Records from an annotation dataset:
--
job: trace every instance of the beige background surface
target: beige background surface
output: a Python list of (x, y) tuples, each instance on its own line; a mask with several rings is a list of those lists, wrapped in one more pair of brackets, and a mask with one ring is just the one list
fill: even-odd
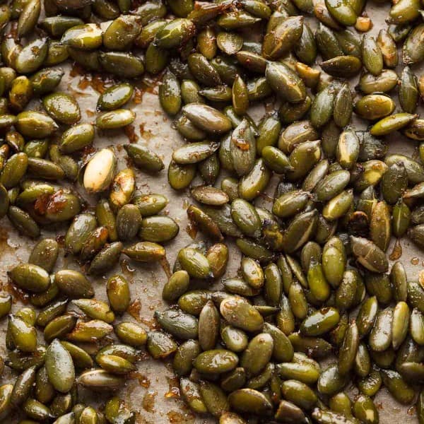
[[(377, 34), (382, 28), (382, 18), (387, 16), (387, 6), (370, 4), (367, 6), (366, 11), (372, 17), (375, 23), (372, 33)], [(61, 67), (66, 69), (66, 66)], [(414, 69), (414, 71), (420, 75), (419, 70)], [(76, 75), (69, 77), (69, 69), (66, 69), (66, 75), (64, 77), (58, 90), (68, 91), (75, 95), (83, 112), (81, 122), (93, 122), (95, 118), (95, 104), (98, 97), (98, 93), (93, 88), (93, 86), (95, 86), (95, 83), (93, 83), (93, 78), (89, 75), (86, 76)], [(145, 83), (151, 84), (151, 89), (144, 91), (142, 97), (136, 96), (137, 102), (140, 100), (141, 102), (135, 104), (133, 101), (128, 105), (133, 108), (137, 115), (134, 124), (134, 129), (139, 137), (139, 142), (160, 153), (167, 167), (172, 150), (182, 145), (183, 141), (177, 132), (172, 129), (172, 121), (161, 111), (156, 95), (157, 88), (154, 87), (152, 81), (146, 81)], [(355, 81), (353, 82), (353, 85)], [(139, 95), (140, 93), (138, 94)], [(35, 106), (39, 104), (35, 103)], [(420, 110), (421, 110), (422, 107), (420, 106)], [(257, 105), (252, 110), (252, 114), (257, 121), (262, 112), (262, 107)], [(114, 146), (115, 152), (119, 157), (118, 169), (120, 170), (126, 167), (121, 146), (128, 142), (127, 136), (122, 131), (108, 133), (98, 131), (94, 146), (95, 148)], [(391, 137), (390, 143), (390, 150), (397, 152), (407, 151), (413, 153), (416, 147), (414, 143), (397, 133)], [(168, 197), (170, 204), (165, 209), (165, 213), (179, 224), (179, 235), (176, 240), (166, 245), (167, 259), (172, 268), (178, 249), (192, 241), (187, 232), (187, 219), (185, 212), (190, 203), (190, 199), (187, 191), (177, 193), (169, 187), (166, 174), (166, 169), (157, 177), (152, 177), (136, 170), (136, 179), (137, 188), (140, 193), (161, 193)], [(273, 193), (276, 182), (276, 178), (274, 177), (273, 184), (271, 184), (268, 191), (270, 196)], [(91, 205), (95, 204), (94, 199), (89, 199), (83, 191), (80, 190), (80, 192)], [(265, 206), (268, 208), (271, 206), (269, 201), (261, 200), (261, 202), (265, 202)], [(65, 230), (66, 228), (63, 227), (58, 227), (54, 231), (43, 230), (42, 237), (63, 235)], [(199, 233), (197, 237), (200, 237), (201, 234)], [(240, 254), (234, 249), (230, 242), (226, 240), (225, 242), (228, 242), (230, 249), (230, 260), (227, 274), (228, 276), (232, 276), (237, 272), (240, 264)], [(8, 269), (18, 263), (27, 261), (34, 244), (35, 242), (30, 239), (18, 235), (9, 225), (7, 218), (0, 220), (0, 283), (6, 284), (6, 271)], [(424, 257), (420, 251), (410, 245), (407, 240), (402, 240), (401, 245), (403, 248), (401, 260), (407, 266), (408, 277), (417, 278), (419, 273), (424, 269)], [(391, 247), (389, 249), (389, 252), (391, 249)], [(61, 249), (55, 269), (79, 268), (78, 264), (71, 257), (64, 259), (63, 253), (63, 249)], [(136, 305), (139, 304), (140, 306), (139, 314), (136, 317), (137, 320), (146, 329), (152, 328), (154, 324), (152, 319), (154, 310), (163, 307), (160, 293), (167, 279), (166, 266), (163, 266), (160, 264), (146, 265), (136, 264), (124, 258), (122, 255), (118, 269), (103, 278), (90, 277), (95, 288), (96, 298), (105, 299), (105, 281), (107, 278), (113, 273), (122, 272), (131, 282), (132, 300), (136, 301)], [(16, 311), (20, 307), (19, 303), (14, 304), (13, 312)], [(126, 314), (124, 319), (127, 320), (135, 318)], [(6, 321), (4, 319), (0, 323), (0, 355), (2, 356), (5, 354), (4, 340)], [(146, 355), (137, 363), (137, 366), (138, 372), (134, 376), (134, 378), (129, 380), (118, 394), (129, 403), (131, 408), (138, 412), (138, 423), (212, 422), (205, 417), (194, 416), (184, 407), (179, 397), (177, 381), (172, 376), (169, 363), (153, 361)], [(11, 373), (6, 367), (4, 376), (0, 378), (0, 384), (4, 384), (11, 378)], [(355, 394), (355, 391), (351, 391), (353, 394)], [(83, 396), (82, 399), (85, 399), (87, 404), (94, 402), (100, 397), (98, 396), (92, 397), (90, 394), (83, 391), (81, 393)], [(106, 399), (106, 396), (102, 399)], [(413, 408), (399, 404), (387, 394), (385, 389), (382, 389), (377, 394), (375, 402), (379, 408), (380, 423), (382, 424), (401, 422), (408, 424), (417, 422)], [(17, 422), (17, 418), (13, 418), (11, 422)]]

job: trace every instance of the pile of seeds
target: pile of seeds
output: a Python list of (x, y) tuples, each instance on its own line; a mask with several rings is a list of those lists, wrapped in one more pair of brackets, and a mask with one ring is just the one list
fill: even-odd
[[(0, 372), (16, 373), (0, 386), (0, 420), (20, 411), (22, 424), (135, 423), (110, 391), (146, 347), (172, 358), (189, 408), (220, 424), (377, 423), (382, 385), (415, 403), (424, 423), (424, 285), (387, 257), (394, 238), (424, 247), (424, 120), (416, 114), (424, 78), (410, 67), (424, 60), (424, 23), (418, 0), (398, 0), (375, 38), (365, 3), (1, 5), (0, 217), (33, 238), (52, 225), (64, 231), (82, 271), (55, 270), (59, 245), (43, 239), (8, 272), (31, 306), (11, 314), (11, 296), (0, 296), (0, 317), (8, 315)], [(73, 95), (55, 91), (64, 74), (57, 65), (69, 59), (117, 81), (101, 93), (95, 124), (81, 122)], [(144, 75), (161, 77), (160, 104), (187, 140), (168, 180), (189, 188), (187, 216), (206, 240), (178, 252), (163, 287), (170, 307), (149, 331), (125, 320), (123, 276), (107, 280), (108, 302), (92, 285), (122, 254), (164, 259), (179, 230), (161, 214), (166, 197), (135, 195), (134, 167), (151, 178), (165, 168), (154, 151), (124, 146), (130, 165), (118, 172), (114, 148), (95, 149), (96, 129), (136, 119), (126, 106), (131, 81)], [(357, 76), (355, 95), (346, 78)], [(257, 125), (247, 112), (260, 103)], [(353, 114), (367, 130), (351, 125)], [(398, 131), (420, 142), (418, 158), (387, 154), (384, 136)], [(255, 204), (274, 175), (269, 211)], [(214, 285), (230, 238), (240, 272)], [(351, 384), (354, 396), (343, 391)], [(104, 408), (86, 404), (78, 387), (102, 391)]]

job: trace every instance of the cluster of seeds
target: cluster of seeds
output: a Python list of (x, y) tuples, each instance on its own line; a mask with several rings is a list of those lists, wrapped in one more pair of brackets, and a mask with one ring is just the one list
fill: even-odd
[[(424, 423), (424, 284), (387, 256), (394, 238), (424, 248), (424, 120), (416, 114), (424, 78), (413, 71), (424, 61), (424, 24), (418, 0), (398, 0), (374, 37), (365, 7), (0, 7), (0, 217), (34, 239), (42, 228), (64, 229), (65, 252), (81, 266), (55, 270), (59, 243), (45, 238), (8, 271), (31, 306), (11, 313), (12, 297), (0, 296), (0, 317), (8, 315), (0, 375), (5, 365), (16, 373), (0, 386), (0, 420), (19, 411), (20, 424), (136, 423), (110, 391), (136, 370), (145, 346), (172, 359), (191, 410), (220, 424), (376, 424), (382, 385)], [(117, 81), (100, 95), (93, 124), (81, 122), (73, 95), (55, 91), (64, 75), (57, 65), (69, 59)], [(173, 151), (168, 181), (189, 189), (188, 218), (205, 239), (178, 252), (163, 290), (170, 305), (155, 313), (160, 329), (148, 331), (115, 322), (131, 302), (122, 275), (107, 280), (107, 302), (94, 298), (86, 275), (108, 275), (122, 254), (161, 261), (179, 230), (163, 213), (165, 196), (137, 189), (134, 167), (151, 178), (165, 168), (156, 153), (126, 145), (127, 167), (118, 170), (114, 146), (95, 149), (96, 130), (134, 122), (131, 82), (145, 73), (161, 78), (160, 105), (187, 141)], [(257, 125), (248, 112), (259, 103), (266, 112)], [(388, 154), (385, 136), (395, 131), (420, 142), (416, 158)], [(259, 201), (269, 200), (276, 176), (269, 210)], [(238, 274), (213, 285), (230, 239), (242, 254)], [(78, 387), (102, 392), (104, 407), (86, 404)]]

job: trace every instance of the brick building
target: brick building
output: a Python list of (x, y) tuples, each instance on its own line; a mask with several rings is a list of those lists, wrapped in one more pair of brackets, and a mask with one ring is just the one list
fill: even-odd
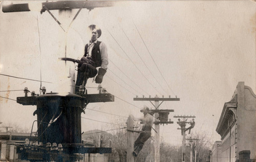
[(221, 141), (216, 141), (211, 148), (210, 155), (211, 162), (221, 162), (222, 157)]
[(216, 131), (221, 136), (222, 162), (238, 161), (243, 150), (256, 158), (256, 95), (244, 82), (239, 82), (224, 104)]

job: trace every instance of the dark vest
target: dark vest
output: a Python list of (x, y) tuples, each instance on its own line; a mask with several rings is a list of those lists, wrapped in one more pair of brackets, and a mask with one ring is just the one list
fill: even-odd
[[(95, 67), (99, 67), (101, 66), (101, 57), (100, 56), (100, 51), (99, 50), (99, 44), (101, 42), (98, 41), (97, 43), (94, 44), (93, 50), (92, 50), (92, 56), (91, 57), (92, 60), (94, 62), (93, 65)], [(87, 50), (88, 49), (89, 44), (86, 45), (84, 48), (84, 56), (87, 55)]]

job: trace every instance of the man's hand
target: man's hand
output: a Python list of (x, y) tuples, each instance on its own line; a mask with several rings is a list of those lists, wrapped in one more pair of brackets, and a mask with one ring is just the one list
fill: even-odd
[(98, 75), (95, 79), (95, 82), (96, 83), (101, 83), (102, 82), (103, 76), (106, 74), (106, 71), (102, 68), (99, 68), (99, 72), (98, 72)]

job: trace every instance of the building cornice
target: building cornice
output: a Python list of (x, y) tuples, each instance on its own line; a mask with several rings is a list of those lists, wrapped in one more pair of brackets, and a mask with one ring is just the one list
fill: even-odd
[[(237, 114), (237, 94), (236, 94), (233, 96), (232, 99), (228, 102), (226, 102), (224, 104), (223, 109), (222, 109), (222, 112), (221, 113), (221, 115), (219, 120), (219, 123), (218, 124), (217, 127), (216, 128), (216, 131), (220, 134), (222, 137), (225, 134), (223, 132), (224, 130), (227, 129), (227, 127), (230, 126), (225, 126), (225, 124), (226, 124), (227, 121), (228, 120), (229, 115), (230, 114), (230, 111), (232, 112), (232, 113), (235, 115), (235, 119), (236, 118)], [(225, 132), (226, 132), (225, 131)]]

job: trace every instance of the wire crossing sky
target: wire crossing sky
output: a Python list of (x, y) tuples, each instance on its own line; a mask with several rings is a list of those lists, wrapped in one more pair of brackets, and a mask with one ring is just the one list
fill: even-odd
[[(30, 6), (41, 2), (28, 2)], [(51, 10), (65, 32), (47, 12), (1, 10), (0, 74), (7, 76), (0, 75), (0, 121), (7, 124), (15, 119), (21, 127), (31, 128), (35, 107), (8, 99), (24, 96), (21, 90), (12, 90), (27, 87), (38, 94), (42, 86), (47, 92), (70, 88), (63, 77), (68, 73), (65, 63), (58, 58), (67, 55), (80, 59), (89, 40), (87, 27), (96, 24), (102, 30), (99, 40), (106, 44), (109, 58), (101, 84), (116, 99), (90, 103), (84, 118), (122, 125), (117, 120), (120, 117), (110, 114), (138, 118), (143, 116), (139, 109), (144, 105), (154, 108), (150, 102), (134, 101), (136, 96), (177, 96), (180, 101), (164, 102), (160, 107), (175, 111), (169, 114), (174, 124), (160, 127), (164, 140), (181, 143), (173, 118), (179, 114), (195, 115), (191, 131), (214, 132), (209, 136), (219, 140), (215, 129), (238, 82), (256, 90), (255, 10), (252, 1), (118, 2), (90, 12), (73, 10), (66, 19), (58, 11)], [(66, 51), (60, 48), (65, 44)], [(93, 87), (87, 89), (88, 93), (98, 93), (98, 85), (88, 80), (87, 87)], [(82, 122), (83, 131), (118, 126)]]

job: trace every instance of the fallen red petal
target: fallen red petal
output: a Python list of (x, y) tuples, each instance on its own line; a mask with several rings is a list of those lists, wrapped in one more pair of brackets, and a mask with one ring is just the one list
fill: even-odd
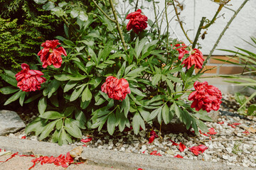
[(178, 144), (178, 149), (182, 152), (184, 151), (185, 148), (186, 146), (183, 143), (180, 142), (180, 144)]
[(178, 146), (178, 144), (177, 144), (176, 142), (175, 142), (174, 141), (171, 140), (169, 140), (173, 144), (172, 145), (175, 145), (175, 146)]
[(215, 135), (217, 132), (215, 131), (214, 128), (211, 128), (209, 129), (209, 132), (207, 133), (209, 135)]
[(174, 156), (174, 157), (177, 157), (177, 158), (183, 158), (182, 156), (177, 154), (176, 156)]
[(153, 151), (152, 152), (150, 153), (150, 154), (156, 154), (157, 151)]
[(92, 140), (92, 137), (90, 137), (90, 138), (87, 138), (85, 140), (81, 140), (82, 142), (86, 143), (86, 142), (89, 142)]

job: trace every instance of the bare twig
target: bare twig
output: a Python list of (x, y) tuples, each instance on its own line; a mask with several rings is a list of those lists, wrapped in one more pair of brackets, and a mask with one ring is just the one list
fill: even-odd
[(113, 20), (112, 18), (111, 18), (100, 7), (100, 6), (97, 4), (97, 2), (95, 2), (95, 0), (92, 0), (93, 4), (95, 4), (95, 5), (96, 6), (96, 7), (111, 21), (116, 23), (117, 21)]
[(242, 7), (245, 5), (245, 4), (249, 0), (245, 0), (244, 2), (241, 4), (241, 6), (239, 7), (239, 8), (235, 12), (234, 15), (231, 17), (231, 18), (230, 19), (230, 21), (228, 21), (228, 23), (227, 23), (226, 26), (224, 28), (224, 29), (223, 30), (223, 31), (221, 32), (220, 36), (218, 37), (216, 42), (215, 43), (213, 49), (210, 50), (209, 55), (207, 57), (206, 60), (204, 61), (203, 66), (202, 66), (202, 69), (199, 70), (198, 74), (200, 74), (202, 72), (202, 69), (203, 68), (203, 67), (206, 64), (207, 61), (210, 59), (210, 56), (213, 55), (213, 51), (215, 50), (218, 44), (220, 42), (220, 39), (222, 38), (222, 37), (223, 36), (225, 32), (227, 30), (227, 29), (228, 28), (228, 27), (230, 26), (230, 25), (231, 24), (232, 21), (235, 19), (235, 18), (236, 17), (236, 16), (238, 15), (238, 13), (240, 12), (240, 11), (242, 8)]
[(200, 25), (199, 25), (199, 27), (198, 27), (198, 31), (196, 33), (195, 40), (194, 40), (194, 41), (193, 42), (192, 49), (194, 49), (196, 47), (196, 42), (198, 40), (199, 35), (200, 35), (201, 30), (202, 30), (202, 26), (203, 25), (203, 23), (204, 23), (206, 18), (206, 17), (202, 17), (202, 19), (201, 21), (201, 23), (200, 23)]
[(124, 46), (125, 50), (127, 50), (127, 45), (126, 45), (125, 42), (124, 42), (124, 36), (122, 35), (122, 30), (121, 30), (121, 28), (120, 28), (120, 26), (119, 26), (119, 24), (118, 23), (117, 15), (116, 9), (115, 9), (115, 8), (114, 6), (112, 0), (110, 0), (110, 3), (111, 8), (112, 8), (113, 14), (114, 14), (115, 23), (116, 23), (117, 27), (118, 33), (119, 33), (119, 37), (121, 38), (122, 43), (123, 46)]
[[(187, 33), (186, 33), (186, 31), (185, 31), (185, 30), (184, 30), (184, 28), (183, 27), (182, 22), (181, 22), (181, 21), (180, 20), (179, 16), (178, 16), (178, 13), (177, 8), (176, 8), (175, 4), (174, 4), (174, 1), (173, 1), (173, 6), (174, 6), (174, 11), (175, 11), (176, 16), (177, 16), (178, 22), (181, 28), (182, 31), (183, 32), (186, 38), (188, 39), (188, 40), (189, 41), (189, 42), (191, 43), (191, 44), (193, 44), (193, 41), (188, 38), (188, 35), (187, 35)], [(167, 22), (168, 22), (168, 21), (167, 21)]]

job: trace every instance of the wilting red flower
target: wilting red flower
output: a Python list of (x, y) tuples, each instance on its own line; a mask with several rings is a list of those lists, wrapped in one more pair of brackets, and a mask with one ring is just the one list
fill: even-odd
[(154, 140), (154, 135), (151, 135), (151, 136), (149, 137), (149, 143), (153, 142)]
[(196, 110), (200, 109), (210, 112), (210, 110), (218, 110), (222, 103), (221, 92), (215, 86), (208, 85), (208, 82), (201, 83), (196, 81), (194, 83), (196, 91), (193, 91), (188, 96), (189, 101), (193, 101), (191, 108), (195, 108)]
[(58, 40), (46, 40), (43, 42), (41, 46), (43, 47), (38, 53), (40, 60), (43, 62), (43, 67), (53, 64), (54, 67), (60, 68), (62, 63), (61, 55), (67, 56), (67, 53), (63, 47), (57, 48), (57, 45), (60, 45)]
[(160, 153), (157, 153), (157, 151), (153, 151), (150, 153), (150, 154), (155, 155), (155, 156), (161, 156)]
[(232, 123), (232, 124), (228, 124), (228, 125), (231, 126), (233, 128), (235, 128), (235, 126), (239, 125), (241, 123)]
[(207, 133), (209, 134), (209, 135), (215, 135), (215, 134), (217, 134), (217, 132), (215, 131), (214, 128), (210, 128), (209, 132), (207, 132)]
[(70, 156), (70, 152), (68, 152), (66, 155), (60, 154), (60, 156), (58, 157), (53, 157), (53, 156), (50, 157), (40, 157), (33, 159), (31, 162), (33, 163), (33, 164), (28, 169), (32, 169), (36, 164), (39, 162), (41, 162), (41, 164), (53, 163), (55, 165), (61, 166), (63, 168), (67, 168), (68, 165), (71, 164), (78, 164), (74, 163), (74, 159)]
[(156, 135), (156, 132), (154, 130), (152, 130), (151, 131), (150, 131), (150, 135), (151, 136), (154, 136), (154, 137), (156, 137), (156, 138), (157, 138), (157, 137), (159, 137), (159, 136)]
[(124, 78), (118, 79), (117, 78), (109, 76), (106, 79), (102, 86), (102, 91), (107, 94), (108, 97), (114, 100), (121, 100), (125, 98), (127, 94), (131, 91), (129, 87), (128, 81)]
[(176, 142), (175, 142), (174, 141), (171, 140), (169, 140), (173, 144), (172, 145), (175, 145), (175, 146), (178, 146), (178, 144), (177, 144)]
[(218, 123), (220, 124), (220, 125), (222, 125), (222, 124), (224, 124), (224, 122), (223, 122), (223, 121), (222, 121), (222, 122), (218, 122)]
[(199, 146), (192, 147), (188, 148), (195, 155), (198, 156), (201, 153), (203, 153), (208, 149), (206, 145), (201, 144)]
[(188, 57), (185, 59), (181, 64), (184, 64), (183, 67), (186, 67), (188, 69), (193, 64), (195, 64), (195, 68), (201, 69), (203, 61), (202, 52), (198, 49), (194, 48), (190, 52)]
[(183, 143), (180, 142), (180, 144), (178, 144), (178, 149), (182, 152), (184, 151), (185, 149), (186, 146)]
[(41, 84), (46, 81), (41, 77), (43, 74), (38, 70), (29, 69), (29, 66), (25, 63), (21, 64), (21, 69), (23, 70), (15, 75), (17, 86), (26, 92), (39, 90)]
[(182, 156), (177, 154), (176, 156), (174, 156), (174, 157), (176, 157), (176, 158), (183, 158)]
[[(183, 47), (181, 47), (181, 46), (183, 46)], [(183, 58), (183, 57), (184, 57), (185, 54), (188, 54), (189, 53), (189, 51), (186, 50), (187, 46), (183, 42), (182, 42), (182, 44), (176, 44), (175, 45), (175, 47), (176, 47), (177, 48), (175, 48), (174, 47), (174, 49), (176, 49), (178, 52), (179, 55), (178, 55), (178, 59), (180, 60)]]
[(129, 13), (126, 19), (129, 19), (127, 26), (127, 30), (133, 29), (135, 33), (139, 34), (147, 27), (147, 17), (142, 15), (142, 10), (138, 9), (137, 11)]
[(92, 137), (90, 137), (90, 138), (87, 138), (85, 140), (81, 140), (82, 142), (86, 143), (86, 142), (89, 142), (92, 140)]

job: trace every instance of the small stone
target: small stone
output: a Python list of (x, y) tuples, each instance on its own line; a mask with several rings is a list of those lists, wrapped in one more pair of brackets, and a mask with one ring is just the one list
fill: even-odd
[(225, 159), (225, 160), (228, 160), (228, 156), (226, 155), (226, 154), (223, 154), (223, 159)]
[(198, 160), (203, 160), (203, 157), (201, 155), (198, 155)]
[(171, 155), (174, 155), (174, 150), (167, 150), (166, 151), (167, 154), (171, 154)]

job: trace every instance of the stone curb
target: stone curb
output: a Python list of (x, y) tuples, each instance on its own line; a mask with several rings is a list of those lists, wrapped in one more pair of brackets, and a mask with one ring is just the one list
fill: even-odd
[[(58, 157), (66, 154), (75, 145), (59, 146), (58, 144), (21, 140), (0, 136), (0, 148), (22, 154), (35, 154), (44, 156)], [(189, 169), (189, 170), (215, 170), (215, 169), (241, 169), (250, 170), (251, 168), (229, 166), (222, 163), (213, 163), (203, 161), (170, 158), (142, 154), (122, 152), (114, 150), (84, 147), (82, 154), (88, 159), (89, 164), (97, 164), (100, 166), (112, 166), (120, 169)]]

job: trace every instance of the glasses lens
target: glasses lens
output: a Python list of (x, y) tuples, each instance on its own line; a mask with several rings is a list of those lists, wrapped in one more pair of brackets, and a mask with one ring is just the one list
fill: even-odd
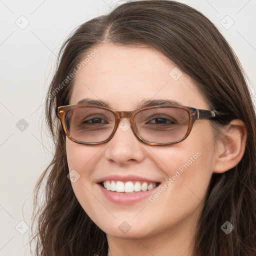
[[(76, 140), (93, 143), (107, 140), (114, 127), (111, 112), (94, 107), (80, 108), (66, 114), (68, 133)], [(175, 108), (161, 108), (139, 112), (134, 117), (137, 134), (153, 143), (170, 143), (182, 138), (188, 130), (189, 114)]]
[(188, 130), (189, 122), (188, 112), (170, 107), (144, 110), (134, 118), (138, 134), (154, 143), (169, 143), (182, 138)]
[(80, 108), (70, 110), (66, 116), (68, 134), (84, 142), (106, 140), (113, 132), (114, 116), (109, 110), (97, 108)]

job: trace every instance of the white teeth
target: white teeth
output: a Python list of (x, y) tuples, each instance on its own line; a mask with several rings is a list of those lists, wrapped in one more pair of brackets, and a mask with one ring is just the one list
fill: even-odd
--
> Exercise objective:
Print the lines of the records again without any change, starting with the line that contains "job: trace every instance of the bare twig" and going on through the line that contains "43), (123, 46)]".

> Exercise output:
job: trace every instance of the bare twig
target: bare twig
output: a Python list of (x, y) tuples, each instance on its own line; a mask with several rings is a list of those lists, wrapped in one more pair of brackets, and a mask with one ring is just the one list
fill: even-odd
[(113, 20), (112, 18), (111, 18), (100, 7), (100, 6), (97, 4), (97, 2), (95, 2), (95, 0), (92, 0), (93, 4), (95, 4), (95, 5), (96, 6), (96, 7), (111, 21), (116, 23), (117, 21)]
[(242, 7), (245, 5), (245, 4), (249, 0), (245, 0), (244, 2), (241, 4), (241, 6), (239, 7), (239, 8), (235, 12), (234, 15), (231, 17), (231, 18), (230, 19), (230, 21), (228, 21), (228, 23), (227, 23), (226, 26), (224, 28), (224, 29), (223, 30), (223, 31), (221, 32), (220, 36), (218, 37), (216, 42), (215, 43), (213, 49), (210, 50), (209, 55), (207, 57), (206, 60), (204, 61), (203, 66), (202, 66), (202, 69), (199, 70), (198, 74), (200, 74), (202, 72), (202, 69), (203, 68), (203, 67), (206, 64), (207, 61), (210, 59), (210, 56), (213, 55), (213, 51), (215, 50), (218, 44), (220, 42), (220, 39), (222, 38), (222, 37), (223, 36), (225, 32), (227, 30), (227, 29), (228, 28), (228, 27), (230, 26), (230, 25), (231, 24), (232, 21), (235, 19), (235, 18), (236, 17), (236, 16), (238, 15), (238, 13), (240, 12), (240, 11), (242, 8)]
[(200, 25), (199, 25), (199, 27), (198, 27), (198, 31), (196, 33), (195, 40), (194, 40), (194, 41), (193, 42), (192, 49), (194, 49), (196, 47), (196, 42), (198, 40), (199, 35), (200, 35), (201, 30), (202, 30), (202, 26), (203, 25), (203, 23), (204, 23), (206, 18), (206, 17), (202, 17), (202, 19), (201, 21), (201, 23), (200, 23)]
[(124, 46), (125, 50), (127, 50), (127, 45), (126, 45), (125, 42), (124, 42), (124, 36), (122, 35), (122, 30), (121, 30), (121, 28), (120, 28), (120, 26), (119, 26), (119, 24), (118, 23), (117, 15), (116, 9), (115, 9), (115, 8), (114, 6), (112, 0), (110, 0), (110, 3), (111, 8), (112, 8), (113, 14), (114, 14), (115, 23), (116, 23), (117, 27), (118, 33), (119, 33), (119, 37), (121, 38), (122, 43), (123, 46)]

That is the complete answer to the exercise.